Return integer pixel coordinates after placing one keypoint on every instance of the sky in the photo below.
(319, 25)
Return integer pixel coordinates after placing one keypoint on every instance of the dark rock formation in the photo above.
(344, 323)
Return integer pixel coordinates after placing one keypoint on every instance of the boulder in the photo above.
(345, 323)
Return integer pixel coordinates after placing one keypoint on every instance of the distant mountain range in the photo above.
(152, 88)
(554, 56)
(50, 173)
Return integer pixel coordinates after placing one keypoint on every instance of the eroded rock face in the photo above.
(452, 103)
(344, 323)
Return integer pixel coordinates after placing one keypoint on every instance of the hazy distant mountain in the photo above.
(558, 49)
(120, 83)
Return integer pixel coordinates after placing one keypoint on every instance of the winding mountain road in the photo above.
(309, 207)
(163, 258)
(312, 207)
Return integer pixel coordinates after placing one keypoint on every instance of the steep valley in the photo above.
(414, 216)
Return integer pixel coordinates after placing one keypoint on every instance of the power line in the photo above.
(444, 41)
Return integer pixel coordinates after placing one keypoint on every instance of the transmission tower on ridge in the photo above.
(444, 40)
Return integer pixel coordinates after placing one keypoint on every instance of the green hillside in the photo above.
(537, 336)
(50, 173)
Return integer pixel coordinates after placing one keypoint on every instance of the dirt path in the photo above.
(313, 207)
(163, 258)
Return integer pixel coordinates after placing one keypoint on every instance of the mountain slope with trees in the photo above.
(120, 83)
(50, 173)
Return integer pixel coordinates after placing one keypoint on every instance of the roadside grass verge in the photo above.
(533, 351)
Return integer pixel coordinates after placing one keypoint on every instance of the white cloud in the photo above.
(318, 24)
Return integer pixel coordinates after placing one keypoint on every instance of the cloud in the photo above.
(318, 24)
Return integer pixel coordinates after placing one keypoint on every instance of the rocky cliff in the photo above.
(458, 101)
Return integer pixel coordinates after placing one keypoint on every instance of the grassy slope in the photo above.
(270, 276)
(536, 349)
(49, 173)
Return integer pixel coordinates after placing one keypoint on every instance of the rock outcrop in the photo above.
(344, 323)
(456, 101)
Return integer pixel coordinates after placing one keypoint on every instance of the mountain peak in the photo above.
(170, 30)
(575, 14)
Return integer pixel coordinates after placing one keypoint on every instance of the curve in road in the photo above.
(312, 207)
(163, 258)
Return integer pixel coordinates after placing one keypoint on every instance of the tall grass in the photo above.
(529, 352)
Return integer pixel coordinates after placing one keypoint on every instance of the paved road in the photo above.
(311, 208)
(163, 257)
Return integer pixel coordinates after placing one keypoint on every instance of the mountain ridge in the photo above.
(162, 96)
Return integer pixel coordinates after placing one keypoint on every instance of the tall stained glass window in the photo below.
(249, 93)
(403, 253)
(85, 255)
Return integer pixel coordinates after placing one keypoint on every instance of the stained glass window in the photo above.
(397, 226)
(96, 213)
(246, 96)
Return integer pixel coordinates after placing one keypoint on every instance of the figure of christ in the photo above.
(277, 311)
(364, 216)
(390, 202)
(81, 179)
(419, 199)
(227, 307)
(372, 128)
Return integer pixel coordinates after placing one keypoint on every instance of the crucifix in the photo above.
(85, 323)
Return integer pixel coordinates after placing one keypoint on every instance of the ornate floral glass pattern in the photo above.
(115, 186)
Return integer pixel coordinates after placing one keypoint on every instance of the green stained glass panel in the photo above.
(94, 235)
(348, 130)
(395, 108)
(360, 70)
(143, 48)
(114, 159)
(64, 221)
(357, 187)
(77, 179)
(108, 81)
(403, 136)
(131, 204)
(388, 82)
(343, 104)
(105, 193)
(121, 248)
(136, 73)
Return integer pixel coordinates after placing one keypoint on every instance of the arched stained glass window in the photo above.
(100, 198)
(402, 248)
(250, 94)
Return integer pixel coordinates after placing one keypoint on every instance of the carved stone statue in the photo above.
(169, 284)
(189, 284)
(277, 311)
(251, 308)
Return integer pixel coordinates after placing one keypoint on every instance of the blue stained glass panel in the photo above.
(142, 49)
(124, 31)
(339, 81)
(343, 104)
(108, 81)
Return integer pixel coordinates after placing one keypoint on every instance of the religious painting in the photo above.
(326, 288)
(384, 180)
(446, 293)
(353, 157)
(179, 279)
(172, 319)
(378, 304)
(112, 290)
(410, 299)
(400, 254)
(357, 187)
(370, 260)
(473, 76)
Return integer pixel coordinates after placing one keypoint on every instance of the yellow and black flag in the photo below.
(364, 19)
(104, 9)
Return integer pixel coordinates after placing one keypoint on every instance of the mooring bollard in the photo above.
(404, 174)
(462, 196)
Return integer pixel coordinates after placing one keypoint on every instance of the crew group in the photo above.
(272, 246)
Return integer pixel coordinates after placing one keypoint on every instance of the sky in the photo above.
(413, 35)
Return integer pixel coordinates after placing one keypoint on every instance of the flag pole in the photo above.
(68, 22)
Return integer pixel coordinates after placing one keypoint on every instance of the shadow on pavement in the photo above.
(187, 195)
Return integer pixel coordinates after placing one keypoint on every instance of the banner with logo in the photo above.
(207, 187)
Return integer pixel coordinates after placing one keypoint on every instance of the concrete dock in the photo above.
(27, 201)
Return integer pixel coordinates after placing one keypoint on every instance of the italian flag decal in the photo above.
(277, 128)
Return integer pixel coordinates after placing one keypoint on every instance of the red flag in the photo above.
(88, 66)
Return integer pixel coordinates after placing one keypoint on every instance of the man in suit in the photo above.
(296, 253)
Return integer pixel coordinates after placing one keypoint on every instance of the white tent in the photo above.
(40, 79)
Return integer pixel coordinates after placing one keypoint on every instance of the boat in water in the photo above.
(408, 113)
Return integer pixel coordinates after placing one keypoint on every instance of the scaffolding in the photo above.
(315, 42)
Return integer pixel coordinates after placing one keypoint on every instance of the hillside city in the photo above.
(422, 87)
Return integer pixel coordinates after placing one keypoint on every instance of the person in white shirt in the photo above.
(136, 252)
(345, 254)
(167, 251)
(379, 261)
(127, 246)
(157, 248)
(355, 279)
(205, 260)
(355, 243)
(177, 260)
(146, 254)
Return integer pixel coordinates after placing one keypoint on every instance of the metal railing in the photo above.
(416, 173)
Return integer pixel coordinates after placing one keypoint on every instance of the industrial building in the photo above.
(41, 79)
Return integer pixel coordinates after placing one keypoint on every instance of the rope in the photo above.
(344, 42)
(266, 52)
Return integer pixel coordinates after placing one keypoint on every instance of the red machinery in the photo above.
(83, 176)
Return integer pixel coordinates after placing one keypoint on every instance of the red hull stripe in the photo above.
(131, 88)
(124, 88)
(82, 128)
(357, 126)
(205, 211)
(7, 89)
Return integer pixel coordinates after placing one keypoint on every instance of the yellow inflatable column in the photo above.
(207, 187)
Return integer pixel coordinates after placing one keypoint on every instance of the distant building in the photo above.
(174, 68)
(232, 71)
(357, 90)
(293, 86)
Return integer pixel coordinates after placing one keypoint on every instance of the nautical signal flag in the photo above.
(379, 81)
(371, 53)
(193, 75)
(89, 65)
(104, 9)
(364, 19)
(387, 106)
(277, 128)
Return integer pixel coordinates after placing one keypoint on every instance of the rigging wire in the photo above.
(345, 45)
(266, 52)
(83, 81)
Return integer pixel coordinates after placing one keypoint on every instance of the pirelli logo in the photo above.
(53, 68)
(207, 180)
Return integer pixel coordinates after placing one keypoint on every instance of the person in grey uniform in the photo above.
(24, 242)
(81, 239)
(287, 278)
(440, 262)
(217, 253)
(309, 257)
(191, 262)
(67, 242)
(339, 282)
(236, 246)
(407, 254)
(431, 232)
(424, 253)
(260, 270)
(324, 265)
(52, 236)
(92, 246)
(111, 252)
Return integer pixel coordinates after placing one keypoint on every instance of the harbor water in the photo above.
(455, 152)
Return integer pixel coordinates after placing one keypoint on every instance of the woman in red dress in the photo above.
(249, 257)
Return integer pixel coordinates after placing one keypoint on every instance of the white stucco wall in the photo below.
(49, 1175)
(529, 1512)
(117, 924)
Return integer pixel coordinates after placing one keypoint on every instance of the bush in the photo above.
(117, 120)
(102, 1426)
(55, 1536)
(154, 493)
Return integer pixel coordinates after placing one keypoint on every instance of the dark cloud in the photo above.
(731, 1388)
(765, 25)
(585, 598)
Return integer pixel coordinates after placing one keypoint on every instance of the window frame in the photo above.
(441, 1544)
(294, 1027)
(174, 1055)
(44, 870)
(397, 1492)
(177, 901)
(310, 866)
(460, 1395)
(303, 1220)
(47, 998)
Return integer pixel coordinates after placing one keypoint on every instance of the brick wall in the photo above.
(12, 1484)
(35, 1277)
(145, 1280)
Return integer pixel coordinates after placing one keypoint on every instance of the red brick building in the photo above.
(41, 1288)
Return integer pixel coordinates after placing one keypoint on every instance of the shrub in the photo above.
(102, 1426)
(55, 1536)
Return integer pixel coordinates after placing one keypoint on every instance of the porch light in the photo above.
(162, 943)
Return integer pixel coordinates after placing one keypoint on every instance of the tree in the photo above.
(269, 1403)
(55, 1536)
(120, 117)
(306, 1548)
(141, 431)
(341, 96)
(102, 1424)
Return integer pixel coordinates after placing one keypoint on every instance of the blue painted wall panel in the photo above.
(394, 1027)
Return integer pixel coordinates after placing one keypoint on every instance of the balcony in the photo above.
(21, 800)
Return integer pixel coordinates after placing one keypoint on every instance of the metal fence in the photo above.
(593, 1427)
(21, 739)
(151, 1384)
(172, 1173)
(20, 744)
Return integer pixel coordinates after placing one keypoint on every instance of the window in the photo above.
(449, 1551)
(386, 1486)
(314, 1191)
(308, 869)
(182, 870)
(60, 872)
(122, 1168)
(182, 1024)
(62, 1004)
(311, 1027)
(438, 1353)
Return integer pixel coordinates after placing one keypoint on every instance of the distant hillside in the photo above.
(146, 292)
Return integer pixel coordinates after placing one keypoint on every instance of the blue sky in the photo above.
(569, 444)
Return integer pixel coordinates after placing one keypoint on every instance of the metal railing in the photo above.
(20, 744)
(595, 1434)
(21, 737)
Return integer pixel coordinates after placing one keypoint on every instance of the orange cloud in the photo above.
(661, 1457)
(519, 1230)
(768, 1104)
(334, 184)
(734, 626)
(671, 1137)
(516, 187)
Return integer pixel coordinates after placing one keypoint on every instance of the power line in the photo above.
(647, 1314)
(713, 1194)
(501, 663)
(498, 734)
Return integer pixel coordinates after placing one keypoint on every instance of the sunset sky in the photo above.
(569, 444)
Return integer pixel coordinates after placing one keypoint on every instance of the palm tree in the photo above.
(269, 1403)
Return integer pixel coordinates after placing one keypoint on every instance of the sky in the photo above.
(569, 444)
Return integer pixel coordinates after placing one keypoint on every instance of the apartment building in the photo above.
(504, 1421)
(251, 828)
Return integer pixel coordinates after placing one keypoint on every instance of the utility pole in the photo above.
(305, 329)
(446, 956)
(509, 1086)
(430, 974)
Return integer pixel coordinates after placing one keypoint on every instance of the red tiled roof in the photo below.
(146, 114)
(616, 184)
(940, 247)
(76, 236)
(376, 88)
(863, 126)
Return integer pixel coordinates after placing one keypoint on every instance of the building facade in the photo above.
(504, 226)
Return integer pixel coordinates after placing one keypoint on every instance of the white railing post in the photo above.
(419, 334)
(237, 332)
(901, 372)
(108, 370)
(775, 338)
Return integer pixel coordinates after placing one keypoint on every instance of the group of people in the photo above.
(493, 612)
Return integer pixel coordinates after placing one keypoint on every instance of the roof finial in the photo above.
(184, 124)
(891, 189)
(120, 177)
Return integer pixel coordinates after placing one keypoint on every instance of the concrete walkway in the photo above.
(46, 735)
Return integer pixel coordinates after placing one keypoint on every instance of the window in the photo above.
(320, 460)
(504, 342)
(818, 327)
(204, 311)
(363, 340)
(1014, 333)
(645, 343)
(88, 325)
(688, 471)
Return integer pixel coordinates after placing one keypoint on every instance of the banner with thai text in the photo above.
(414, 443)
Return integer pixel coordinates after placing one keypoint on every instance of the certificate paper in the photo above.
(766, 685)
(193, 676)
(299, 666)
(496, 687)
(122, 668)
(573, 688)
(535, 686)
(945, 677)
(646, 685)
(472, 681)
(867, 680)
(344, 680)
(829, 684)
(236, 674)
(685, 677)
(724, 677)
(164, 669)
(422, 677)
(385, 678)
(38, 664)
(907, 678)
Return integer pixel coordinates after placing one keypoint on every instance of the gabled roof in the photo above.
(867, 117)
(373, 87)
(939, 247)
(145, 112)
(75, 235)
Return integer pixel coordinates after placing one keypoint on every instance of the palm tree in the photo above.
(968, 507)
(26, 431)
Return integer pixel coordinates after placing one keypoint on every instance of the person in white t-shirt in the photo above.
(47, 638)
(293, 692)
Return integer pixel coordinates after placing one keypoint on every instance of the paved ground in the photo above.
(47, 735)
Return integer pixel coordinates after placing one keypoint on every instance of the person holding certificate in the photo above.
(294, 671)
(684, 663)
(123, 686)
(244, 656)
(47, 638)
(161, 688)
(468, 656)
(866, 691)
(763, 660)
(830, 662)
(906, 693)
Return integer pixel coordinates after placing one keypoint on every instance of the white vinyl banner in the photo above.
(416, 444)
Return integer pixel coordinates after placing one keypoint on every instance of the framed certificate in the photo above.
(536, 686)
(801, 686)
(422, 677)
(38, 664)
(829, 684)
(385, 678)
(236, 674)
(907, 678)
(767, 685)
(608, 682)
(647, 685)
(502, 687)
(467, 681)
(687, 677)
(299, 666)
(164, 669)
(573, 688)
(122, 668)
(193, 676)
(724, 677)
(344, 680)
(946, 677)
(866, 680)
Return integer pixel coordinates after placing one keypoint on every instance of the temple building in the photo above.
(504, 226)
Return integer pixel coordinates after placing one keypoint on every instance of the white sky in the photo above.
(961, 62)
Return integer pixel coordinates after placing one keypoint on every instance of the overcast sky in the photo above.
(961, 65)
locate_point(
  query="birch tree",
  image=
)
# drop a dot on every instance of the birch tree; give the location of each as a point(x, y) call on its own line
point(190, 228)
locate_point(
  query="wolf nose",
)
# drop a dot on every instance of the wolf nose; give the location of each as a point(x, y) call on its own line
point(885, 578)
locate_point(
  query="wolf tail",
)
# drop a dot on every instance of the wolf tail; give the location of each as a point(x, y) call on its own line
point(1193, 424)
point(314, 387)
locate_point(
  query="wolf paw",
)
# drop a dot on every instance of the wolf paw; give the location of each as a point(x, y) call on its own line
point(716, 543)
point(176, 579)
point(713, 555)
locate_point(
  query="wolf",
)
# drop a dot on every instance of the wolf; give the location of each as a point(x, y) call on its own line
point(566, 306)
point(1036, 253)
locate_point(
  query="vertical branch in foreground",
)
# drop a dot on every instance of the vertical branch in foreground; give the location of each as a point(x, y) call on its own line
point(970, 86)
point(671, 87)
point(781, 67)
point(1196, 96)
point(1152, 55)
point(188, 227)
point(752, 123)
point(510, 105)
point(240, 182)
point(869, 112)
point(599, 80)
++++++++
**PROMPT**
Single out each line of the records above with the string "query" in it, and copy it.

**EXPECTED OUTPUT**
  query="birch tree",
  query="wolf nose",
  query="wolf tail",
  query="wolf paw",
  query="wolf",
  query="vertical branch in foreground",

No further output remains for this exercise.